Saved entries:
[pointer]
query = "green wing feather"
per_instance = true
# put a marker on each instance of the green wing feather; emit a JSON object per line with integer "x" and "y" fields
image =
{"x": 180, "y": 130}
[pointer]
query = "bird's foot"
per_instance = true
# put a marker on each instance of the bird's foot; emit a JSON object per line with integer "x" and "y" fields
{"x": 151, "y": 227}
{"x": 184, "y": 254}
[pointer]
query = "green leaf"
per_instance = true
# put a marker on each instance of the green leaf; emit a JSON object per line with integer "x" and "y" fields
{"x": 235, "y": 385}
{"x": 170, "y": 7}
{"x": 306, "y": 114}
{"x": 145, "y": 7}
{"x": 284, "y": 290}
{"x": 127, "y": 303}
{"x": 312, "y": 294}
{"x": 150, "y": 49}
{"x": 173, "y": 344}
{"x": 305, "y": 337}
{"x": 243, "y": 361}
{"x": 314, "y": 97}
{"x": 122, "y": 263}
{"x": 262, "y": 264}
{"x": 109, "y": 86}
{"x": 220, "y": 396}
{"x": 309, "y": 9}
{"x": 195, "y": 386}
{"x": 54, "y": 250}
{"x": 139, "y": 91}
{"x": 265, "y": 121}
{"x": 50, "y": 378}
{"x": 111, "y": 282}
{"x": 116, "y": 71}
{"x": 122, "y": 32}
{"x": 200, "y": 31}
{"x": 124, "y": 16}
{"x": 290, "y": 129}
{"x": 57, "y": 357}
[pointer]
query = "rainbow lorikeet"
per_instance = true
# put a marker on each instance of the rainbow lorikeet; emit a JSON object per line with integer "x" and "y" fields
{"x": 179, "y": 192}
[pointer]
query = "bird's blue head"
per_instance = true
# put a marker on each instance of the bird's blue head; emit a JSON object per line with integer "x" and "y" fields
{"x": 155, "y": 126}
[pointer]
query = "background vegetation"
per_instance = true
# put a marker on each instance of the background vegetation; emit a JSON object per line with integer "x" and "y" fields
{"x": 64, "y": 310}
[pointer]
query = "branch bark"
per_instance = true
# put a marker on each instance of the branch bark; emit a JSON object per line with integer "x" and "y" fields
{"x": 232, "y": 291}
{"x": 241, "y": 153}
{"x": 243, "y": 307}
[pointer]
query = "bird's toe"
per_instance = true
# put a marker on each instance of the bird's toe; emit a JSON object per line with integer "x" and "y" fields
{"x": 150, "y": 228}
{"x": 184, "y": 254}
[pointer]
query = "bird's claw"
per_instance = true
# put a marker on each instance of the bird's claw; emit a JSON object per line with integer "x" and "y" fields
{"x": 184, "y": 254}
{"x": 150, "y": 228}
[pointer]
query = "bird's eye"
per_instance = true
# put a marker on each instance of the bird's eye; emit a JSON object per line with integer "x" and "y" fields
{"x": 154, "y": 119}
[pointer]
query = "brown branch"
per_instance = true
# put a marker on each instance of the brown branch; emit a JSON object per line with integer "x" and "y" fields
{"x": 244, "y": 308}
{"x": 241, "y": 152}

**What the task requires**
With no word changed, write the entries out once more.

**Reply to the task**
[pointer]
query = "green wing feather"
per_instance = true
# put a marker on each instance of the green wing feather; emit a JSON object per line with integer "x" and "y" fields
image =
{"x": 180, "y": 130}
[pointer]
query = "bird's foot"
per_instance = true
# put a marker on each instance of the bird's foot; emit a JSON object per line with integer "x" and "y" fields
{"x": 151, "y": 227}
{"x": 184, "y": 254}
[pointer]
query = "green leaf"
per_instance = true
# put a marker on each instance of the green leaf; emit a JSON object per line with integer "x" and "y" fields
{"x": 235, "y": 385}
{"x": 170, "y": 7}
{"x": 306, "y": 114}
{"x": 145, "y": 7}
{"x": 284, "y": 290}
{"x": 127, "y": 303}
{"x": 312, "y": 294}
{"x": 150, "y": 49}
{"x": 173, "y": 344}
{"x": 305, "y": 337}
{"x": 243, "y": 361}
{"x": 314, "y": 97}
{"x": 122, "y": 263}
{"x": 262, "y": 264}
{"x": 109, "y": 86}
{"x": 220, "y": 396}
{"x": 309, "y": 9}
{"x": 195, "y": 386}
{"x": 54, "y": 250}
{"x": 139, "y": 91}
{"x": 265, "y": 121}
{"x": 50, "y": 378}
{"x": 111, "y": 282}
{"x": 116, "y": 71}
{"x": 122, "y": 32}
{"x": 200, "y": 31}
{"x": 124, "y": 16}
{"x": 290, "y": 129}
{"x": 57, "y": 357}
[pointer]
query = "rainbow lorikeet"
per_instance = true
# put a marker on each instance of the rainbow lorikeet; emit a JSON object per line with integer "x" and "y" fields
{"x": 179, "y": 192}
[pointer]
query = "bird's blue head"
per_instance = true
# put a marker on each instance of the bird's blue head; emit a JSON object per line with integer "x" and "y" fields
{"x": 155, "y": 126}
[pointer]
query = "background vegetation"
per_instance = true
# put a marker on each instance of the background vegetation; emit a JSON object per line with integer "x" and "y" fields
{"x": 64, "y": 310}
[pointer]
query = "branch bark"
per_instance = true
# put a marker on each instance of the branch bark; emit a JSON object per line with integer "x" and "y" fields
{"x": 232, "y": 291}
{"x": 241, "y": 153}
{"x": 243, "y": 307}
[pointer]
query = "bird's toe"
per_instance = true
# put a marker on each instance of the bird's toe; emit a JSON object per line with integer "x" and "y" fields
{"x": 150, "y": 228}
{"x": 184, "y": 254}
[pointer]
query = "bird's claw"
per_instance = true
# put a marker on each instance of the bird's claw; emit a JSON object per line with integer "x" and "y" fields
{"x": 184, "y": 254}
{"x": 150, "y": 228}
[pointer]
query = "bird's eye"
per_instance = true
# put a marker on each instance of the bird's eye; emit a JSON object per line with integer "x" and "y" fields
{"x": 154, "y": 119}
[pointer]
query = "brown branch"
per_instance = true
# put a marker on each instance of the brown branch; emit a JSON object per line with integer "x" and "y" fields
{"x": 244, "y": 308}
{"x": 241, "y": 152}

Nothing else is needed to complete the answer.